§ What you are asked to do: Your copy should repeat each record exactly and contain none of the pictures.

━━━━━ Dataset content

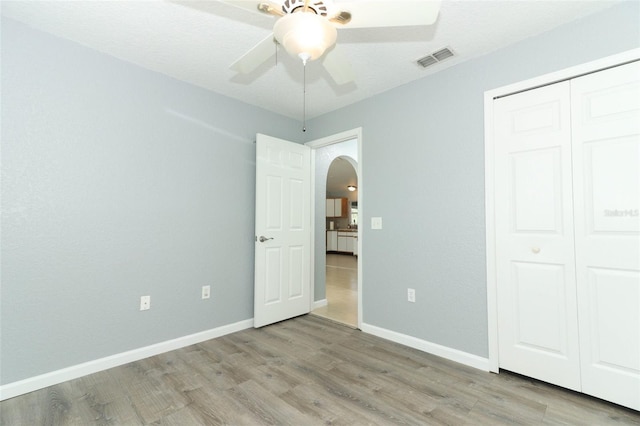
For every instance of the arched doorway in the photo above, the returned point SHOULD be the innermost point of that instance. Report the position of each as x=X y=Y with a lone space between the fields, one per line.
x=341 y=251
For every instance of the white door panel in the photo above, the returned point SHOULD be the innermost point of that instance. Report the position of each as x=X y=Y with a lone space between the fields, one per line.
x=283 y=217
x=536 y=288
x=606 y=153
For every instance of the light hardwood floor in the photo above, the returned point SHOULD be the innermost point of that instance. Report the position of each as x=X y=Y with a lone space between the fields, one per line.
x=305 y=371
x=341 y=290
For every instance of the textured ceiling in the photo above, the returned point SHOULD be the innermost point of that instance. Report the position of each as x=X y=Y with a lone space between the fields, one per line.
x=197 y=41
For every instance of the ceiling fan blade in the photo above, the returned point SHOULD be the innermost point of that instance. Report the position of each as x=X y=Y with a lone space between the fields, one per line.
x=271 y=9
x=338 y=66
x=399 y=13
x=259 y=54
x=243 y=4
x=343 y=17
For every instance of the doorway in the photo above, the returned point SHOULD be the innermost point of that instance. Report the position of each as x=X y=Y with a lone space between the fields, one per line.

━━━━━━━━━━

§ Solution for this exercise:
For every instance of the arched doorway in the photo above, the returned point SHOULD be the innermost point of that instance. Report the position of each as x=X y=Y with a lone space between the fields, one per line.
x=341 y=251
For every instance of the white door panel in the photo above, the returned point SHOULD be the innermost point of that instance. Report the position of each as x=X y=Y with a lone space between the fields, one per line.
x=283 y=217
x=536 y=288
x=606 y=153
For every instance of the light hardwood floor in the photo above, the returned point SHOULD be the innermost point of that instance. Report the position of each as x=X y=Y with a lone space between the fields, one per line.
x=305 y=371
x=341 y=290
For every instance of the textured ceiling in the photo above, the returned point SHOULD be the innermost point of that instance. Report the position of each as x=X y=Y with a lone space between the fields, one per line.
x=197 y=41
For every instance of the ceiling fan blade in the photo above, the returned point SHOULD be the innermost point of that instance. Report the position of each as x=X y=Y with a lone space between the fields, one per line.
x=271 y=9
x=338 y=66
x=399 y=13
x=259 y=54
x=243 y=4
x=343 y=17
For every instance of the doorway in the photo above, the returned point SHOULD be the innermost point of that instance. Report the position of each as x=X y=Y with a lone space between the fields, one per line.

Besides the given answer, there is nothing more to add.